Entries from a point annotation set
------
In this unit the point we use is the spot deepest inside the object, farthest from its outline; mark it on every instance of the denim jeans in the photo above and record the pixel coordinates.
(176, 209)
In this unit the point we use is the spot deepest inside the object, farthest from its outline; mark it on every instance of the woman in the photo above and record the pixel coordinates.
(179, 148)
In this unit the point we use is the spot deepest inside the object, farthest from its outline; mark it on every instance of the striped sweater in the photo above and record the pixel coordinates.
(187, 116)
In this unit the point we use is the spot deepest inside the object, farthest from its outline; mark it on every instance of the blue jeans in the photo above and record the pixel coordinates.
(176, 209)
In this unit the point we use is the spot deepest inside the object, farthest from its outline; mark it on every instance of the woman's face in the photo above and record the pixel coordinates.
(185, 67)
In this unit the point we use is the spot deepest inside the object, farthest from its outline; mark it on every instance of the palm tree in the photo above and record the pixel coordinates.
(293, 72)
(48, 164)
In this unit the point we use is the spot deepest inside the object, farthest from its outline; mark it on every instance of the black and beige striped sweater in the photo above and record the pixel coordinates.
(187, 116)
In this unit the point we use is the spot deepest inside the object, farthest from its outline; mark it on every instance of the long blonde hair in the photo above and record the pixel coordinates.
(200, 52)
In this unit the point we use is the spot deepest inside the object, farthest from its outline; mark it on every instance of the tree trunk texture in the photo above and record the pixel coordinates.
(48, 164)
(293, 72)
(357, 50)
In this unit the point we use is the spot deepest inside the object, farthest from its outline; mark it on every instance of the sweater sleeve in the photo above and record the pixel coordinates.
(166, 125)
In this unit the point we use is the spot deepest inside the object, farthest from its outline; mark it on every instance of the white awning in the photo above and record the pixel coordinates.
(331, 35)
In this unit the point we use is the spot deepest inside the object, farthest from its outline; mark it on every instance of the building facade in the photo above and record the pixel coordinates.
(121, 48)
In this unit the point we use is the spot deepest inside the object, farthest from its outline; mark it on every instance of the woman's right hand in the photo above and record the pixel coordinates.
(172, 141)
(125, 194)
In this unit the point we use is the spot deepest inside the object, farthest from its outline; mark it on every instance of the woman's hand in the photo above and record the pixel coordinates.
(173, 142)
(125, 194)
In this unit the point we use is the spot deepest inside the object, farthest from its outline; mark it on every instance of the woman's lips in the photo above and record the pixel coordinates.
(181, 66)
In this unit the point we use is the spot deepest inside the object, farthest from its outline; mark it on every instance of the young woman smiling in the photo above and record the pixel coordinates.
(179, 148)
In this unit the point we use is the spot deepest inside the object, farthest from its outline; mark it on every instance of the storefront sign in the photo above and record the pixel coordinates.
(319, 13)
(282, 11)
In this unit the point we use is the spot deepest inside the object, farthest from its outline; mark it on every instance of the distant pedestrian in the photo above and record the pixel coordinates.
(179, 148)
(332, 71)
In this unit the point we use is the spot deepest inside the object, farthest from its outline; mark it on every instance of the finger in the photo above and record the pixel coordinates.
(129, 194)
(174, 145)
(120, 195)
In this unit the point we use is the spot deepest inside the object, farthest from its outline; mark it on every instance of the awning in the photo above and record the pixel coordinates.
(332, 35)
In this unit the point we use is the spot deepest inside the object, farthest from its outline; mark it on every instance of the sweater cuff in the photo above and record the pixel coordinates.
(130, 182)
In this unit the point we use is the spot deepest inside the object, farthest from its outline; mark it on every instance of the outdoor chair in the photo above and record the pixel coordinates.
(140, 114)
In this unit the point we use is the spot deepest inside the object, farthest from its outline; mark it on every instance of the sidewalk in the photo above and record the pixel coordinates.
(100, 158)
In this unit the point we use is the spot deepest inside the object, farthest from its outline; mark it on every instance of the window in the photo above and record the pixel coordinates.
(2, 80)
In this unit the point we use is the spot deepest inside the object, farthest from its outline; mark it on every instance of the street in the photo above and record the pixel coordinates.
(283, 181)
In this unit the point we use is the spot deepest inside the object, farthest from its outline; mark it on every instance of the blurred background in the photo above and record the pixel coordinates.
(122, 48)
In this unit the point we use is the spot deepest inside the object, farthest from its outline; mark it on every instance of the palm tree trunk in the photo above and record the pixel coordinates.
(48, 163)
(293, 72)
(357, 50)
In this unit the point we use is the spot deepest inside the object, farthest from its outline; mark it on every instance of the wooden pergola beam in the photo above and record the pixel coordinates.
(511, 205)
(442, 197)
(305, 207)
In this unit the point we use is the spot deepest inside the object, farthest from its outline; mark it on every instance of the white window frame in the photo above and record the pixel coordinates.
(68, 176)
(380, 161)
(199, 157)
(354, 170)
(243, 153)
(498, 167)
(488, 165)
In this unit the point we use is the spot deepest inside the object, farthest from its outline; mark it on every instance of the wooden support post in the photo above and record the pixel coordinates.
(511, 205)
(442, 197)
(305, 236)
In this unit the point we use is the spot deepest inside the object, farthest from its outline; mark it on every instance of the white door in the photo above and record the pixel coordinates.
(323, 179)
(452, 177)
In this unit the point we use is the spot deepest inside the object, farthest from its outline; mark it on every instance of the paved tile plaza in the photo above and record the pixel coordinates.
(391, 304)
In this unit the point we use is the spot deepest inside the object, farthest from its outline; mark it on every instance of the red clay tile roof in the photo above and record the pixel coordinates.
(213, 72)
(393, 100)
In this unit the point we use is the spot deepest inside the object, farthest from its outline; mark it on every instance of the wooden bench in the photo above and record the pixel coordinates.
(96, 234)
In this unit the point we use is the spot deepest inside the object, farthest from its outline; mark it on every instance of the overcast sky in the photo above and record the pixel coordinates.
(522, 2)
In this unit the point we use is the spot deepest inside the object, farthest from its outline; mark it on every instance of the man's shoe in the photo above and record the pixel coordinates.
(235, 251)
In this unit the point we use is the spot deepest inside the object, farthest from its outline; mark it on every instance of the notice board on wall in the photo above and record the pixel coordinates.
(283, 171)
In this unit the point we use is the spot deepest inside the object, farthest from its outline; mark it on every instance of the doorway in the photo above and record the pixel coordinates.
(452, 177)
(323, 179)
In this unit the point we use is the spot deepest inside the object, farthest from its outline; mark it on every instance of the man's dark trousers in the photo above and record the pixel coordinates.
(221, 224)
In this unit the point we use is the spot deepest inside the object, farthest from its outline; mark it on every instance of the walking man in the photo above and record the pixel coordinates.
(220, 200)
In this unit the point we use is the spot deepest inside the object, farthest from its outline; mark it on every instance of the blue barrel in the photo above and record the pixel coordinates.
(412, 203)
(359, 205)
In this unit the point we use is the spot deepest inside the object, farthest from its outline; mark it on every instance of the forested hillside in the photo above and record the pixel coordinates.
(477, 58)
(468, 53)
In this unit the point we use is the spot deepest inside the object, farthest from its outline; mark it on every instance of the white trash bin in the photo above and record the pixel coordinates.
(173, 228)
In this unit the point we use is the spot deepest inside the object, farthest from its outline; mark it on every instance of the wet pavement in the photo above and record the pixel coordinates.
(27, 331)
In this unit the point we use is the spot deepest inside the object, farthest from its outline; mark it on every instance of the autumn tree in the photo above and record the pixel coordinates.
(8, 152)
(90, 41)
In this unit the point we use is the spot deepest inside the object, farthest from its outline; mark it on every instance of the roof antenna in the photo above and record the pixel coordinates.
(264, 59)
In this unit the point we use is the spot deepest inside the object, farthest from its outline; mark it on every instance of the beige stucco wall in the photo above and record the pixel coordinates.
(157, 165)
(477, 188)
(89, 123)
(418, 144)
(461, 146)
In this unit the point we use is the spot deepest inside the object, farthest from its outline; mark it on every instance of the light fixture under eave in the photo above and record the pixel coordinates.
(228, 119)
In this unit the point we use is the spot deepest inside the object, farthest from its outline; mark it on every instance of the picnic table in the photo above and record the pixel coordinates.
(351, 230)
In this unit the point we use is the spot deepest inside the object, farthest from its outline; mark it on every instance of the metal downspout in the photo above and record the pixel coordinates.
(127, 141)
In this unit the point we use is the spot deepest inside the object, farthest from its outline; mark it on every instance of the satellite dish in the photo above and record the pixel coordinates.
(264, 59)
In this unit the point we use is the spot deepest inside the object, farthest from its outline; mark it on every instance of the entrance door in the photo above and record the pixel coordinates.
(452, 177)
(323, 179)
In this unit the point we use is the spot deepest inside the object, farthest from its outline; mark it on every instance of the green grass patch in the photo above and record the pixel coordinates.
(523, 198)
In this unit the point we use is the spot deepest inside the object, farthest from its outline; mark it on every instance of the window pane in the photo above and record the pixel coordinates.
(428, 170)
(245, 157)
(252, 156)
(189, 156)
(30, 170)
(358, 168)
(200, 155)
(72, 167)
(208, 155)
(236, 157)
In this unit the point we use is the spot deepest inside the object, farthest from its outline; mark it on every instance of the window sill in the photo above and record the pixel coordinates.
------
[SHORT TASK]: Format the lines from the one containing "of the metal" to the end of the lines above as a numbered list, with blank lines omitted.

[CORRECT RESPONSE]:
1. In this unit the point we use is the spot deepest inside the object, farthest from its outline; mark it on every instance of the metal downspout in the photo above and record the pixel coordinates.
2. (127, 141)
3. In this unit the point we use is the spot deepest inside the object, farthest from its outline; mark it on every instance of the satellite dish in the photo above and record the pixel coordinates.
4. (264, 59)
5. In this unit the point we use is the spot deepest inside the object, farthest from its outline; mark it on every instance of the entrance door in the photo above and record the pixel coordinates.
6. (452, 177)
7. (323, 179)
8. In this unit the point we use is the spot deepest inside the object, farthest from its outline; mark it on every instance of the green grass patch in the photo above and record the pixel coordinates.
9. (523, 198)
10. In this unit the point we use is the spot deepest inside the object, farthest from its outline; mark it on every instance of the window pane in the photo above and record the pixel coordinates.
11. (428, 170)
12. (245, 157)
13. (252, 156)
14. (189, 156)
15. (30, 170)
16. (358, 168)
17. (200, 155)
18. (72, 167)
19. (208, 155)
20. (236, 157)
21. In this unit the point we use is the spot deepest inside the object, farthest from its outline; mark it on every instance of the window sill in the photo above and record the pixel coordinates.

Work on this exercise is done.